[Given exercise] Give the lines from the start of the data through the line containing "<point>337,259</point>", inclusive, as a JSON list of strings with one string per line and blank lines left out.

[Supplied data]

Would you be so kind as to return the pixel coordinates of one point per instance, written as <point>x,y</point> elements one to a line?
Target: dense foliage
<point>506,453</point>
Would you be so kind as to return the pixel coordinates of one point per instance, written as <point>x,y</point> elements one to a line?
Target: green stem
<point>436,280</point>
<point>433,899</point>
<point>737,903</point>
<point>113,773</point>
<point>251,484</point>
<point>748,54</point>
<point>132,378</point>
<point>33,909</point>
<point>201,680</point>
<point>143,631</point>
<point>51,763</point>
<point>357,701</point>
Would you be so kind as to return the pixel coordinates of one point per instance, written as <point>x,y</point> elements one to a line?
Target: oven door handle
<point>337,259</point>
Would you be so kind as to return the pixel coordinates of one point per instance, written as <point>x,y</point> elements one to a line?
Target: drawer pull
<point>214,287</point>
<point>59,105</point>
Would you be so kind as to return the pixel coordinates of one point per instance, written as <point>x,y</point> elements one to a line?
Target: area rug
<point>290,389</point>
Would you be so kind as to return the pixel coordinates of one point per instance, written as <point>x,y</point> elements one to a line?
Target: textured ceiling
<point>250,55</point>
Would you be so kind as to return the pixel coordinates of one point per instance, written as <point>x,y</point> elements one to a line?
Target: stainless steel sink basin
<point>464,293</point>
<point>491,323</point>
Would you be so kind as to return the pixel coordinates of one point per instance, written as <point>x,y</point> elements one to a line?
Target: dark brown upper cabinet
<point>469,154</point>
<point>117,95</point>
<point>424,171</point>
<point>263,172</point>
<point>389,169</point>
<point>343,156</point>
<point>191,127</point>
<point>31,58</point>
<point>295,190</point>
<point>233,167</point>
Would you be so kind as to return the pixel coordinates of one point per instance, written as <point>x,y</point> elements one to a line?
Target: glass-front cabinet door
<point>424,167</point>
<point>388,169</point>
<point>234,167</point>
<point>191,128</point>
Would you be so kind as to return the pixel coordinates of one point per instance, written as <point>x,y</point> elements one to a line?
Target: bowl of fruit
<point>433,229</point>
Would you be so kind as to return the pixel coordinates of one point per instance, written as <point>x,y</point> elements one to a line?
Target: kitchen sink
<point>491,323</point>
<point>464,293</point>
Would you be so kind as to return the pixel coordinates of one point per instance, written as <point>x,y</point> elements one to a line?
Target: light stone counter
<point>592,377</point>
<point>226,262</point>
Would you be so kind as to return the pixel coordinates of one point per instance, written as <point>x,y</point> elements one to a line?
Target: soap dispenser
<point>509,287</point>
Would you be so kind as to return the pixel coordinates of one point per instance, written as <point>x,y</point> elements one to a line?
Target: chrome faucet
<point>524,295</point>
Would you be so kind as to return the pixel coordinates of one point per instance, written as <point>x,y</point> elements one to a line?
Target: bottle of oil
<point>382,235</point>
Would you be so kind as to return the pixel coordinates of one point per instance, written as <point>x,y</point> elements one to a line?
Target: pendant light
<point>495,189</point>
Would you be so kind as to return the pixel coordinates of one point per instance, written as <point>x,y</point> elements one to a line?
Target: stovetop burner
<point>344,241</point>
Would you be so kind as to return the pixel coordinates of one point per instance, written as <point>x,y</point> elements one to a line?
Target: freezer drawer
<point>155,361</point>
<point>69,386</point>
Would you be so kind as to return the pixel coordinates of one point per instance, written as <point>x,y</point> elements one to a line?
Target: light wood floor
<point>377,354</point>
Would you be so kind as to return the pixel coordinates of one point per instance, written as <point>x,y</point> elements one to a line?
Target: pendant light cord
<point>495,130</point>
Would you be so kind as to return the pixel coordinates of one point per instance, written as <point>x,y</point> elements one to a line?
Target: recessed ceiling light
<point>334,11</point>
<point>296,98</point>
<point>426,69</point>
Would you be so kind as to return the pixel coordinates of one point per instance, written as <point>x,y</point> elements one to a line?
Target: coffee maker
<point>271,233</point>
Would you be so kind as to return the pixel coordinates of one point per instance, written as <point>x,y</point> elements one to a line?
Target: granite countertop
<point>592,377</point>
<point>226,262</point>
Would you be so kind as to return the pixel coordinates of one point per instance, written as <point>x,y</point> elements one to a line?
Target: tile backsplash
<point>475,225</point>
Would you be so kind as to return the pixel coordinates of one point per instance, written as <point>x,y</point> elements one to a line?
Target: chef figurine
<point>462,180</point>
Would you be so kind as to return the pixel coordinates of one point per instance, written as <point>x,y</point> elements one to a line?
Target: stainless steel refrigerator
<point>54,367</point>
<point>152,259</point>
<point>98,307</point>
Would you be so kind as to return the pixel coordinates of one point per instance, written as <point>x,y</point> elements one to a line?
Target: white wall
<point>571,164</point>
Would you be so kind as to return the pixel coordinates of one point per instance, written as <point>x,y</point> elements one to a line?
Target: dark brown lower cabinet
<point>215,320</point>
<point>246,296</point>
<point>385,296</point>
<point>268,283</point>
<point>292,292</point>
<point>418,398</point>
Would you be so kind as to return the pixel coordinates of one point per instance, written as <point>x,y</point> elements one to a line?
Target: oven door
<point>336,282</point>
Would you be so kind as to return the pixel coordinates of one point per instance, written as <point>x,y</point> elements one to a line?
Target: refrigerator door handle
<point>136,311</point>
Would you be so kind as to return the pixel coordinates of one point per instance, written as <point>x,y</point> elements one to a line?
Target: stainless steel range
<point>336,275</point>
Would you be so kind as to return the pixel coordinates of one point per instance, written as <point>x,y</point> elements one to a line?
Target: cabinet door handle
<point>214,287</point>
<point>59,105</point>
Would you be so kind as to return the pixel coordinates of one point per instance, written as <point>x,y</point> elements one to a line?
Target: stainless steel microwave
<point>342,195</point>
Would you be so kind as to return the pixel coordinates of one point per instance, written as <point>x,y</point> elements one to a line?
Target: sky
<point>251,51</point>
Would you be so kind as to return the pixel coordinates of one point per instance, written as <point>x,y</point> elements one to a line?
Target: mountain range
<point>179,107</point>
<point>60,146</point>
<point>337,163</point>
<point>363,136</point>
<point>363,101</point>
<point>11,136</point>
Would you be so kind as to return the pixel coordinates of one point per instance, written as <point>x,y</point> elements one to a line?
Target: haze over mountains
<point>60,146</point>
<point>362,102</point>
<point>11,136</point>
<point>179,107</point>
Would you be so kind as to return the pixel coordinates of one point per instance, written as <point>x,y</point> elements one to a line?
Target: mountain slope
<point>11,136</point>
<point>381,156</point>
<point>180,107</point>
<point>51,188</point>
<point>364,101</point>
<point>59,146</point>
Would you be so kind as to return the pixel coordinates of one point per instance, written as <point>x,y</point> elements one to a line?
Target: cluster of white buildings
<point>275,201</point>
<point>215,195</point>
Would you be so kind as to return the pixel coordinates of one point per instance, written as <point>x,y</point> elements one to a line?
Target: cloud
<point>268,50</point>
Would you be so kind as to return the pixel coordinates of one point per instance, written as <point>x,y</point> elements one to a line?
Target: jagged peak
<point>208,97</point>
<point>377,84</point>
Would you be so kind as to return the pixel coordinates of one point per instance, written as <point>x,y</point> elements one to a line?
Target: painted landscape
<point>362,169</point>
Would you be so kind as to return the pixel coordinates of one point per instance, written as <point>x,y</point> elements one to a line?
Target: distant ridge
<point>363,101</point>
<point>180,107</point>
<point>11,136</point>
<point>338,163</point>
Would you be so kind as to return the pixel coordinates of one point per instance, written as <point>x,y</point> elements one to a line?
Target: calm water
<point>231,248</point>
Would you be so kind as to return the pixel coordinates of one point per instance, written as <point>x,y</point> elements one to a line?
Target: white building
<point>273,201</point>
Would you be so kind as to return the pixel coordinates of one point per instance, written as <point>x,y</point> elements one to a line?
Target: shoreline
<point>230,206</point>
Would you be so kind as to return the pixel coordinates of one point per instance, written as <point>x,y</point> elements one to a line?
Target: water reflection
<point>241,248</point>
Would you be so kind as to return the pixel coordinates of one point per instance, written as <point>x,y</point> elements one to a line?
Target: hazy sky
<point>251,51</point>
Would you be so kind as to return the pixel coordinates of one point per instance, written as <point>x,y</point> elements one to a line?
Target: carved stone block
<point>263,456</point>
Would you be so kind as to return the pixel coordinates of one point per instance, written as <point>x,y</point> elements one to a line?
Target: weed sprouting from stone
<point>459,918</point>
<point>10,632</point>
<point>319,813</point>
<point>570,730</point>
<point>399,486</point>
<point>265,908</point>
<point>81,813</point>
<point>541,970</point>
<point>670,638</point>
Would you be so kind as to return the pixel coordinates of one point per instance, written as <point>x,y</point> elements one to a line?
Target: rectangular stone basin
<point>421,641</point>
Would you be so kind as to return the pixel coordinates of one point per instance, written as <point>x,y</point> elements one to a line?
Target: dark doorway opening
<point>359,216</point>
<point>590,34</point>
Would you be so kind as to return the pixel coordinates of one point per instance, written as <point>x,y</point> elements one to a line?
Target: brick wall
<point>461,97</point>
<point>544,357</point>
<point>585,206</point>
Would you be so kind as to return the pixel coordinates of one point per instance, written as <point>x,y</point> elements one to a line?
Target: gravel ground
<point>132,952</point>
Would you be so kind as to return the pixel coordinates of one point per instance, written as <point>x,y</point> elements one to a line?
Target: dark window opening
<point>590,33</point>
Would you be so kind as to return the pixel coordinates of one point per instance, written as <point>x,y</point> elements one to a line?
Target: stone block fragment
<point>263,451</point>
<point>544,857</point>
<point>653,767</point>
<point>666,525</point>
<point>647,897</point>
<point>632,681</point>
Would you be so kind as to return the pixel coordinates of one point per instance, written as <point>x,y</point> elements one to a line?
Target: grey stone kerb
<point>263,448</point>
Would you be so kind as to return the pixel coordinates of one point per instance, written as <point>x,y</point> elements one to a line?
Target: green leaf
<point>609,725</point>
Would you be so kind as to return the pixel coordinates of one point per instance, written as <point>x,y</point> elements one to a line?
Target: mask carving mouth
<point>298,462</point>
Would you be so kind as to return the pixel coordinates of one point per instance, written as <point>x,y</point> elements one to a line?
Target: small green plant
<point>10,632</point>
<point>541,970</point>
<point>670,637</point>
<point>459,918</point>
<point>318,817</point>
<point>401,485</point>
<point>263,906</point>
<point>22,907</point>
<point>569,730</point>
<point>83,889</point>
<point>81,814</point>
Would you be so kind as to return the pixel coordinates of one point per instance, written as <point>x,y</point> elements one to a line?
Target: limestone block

[Written solution]
[
  "Would you be so kind as to return the pixel coordinates of one point per instance, written as <point>x,y</point> elements one to a line?",
  "Target: dense foliage",
  "<point>506,453</point>",
  "Would you be so kind as to return the pixel coordinates of one point per instance, written as <point>x,y</point> elements one to a line?",
  "Target: green stem",
  "<point>436,280</point>",
  "<point>433,899</point>",
  "<point>737,903</point>",
  "<point>113,773</point>",
  "<point>251,484</point>",
  "<point>748,54</point>",
  "<point>132,378</point>",
  "<point>33,909</point>",
  "<point>201,680</point>",
  "<point>143,631</point>",
  "<point>51,763</point>",
  "<point>357,701</point>",
  "Would you be so kind as to return the pixel coordinates of one point per instance, written as <point>x,y</point> elements one to a line?",
  "Target: oven door handle",
  "<point>337,259</point>"
]